*QUOTED PASSAGE:*
________________

Recently, I dedicated quite a lot of room on this blog to the topic of running Phi locally. This time, I want to focus on a different aspect of adopting small language models like Phi - fine-tuning them. I already covered local fine-tuning in the past, so today we are going to do this with Azure Machine Learning (Azure ML).
Azure ML is a comprehensive cloud service for accelerating and managing the machine learning project lifecycle. While local fine-tuning is great, moving to Azure ML makes a lot of sense when you need to scale, and/or when you want to experience the Nvidia GPUs without investing in hardware.
We are going to do LoRA fine-tuning of a Phi-4 model, and then deploy it to a managed batch endpoint for inference.
Prerequisites and the task π
For the demo, we will transform Phi-4 to become a Personally Identifiable Information (PII) extraction engine. The model will be trained to extract PII from text and return it as a structured JSON array containing entities like ADDRESS, NAME, EMAIL_ADDRESS, and PHONE_NUMBER.
The real value proposition of running this on Azure ML is the separation of concerns: as an engineer, you can orchestrate the entire process from your local machine (or a lightweight cloud VM or even a tablet!), while offloading the heavy lifting to powerful, on-demand GPU clusters. Azure ML handles the provisioning of the training environment, the execution of the training job, the storage of the resulting model, the collaboration of multiple users, and finally, the deployment to a managed environment where users can interact with it.

________________

*WRITTEN PROBLEM A:* Copy out the part of the post on fine-tuning Phi that opens with the words containing "Azure ML is a" and closes with "endpoint for inference.", swapping "Nvidia GPUs" for "high-end GPUs".
*WRITTEN PROBLEM B:* In the post on fine-tuning Phi, what will Phi-4 be turned into for the demo?

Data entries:
________________

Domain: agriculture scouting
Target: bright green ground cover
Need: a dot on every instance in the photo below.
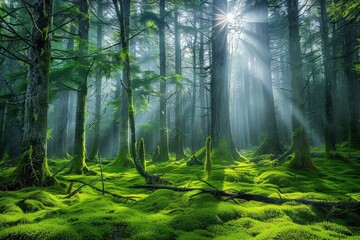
(46, 213)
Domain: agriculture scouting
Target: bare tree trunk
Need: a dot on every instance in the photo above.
(271, 143)
(128, 86)
(300, 143)
(179, 136)
(203, 125)
(164, 145)
(353, 86)
(32, 169)
(220, 115)
(328, 66)
(78, 165)
(97, 136)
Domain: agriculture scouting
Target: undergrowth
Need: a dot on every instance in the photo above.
(48, 213)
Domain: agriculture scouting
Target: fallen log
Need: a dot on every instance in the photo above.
(124, 198)
(351, 206)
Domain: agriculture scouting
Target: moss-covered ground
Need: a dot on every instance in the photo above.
(47, 213)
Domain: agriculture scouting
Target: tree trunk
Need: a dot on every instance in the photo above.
(32, 169)
(353, 85)
(78, 165)
(164, 145)
(301, 157)
(203, 125)
(179, 140)
(195, 133)
(128, 86)
(328, 66)
(123, 157)
(97, 136)
(220, 115)
(271, 143)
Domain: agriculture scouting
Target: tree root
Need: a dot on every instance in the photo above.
(124, 198)
(233, 196)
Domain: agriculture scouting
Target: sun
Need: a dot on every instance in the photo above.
(230, 17)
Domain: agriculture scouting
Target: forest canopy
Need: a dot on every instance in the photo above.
(229, 93)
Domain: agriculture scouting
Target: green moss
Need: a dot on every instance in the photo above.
(196, 219)
(221, 154)
(208, 163)
(165, 214)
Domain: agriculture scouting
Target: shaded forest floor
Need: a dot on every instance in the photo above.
(47, 213)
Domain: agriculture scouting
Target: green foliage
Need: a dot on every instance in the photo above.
(208, 163)
(142, 153)
(347, 9)
(221, 153)
(46, 213)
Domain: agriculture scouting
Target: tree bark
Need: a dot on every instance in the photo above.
(128, 86)
(328, 66)
(271, 143)
(78, 166)
(32, 169)
(220, 115)
(352, 84)
(301, 158)
(179, 135)
(164, 144)
(98, 77)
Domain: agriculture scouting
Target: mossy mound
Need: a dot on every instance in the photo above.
(49, 213)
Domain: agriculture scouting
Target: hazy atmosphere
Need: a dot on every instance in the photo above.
(194, 119)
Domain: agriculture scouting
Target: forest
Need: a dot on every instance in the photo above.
(192, 119)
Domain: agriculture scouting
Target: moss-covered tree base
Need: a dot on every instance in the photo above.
(224, 155)
(31, 172)
(122, 161)
(78, 166)
(301, 158)
(269, 146)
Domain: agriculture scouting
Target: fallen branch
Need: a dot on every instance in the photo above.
(125, 198)
(254, 197)
(66, 165)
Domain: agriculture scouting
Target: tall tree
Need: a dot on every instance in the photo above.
(124, 4)
(98, 77)
(300, 143)
(32, 169)
(78, 165)
(164, 143)
(220, 115)
(123, 157)
(328, 66)
(271, 143)
(353, 84)
(179, 136)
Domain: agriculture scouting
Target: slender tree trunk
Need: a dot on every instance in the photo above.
(78, 165)
(179, 140)
(123, 158)
(271, 143)
(300, 143)
(220, 115)
(203, 121)
(194, 134)
(128, 86)
(164, 145)
(97, 136)
(32, 169)
(328, 66)
(353, 85)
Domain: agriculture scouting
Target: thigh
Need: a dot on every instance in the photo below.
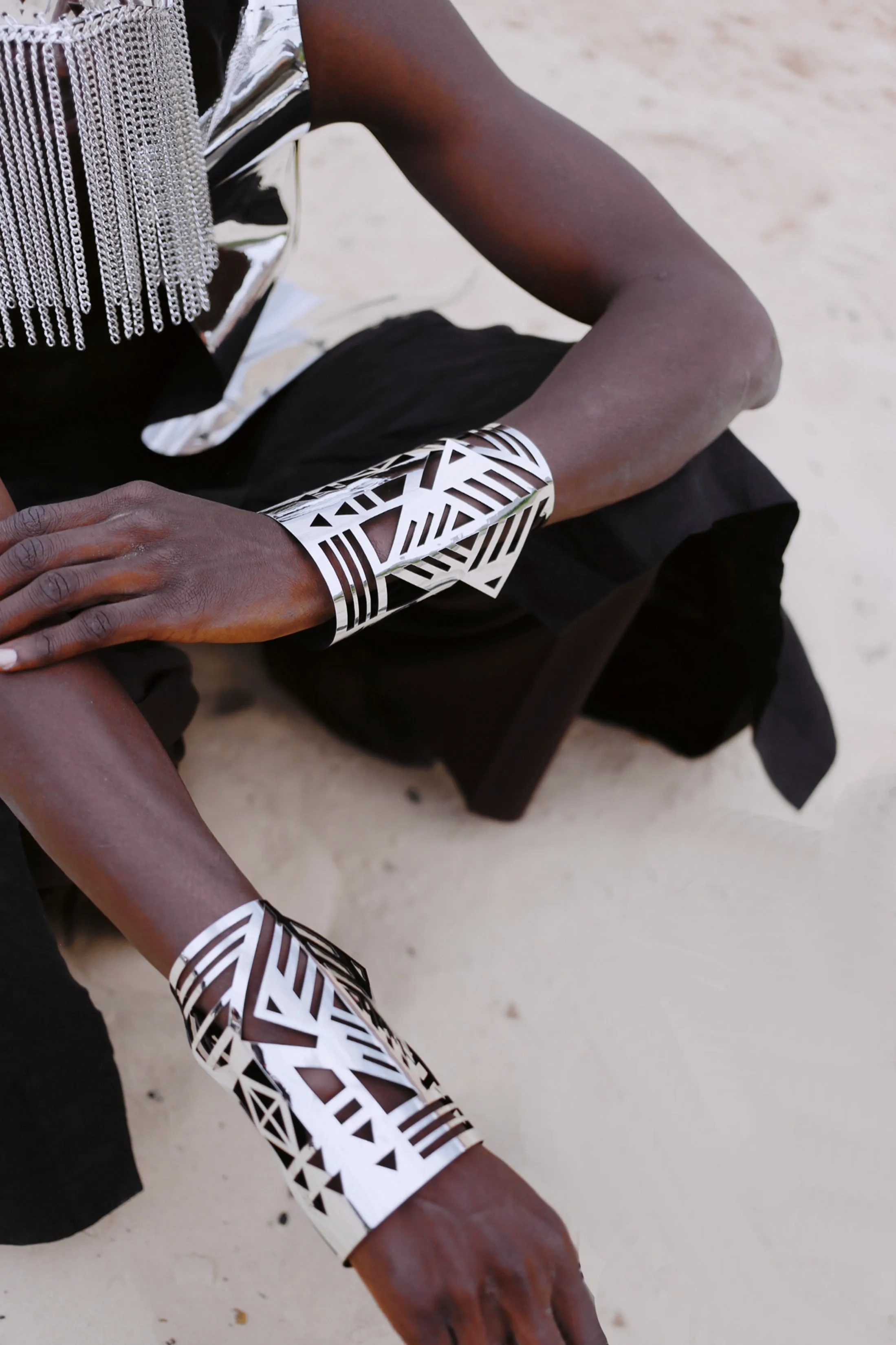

________________

*TASK SOLUTION A:*
Azure ML is a comprehensive cloud service for accelerating and managing the machine learning project lifecycle. While local fine-tuning is great, moving to Azure ML makes a lot of sense when you need to scale, and/or when you want to experience the high-end GPUs without investing in hardware.
We are going to do LoRA fine-tuning of a Phi-4 model, and then deploy it to a managed batch endpoint for inference.

*TASK SOLUTION B:* A Personally Identifiable Information (PII) extraction engine.